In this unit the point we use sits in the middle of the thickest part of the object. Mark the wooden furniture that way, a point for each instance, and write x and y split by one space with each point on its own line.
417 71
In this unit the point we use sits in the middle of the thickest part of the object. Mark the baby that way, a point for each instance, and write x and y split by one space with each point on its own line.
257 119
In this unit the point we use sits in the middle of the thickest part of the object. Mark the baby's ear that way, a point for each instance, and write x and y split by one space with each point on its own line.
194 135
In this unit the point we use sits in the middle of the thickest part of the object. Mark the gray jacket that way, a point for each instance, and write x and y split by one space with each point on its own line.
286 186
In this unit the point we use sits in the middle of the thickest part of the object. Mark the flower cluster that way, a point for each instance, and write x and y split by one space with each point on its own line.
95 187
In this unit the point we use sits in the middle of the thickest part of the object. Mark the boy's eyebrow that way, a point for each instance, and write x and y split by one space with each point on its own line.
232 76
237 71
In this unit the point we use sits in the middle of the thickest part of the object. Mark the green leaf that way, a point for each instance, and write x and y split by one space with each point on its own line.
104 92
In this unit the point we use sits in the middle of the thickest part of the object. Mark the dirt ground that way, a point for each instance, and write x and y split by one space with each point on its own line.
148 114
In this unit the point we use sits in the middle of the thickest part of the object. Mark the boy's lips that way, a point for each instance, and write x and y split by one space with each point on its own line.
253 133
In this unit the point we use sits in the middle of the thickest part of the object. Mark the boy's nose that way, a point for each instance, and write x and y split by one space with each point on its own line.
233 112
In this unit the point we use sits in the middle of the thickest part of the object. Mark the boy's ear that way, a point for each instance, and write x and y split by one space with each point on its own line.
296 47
-- -- --
■ WHAT THE EXERCISE ASKS: Nothing but the lines from the one containing "Mark the green" through the last line of the material should be returned, each exactly as written, both ends included.

■ RESULT OF THIS TASK:
In this unit the point we use sits in the middle of the thickest part of the object. Mark the green leaf that way, a point for each instance, and write x and y split by one space with each point on its own line.
104 92
In this unit the point we use sits in the middle of the thickest part of the object. Mark the dirt ground that way, a point for each instance, and write x and y split by one space with each point on its own line.
148 114
In this unit the point we use sits in the middle of the thickest part of the object. Mark the boy's lips that way, a point for each instance, and write x and y split by one space with each point on its own line.
253 133
In this unit the point we use sits in the middle of the thickest part of the object. Mark the boy's nose that way, a point for each instance, and write x and y split by one space with each point on its own line.
233 112
In this unit the point we use sits in the middle of the thickest part of the object. Mark the boy's ear that way, a point for each instance, and write x and y split by one space with each point on its own line.
296 47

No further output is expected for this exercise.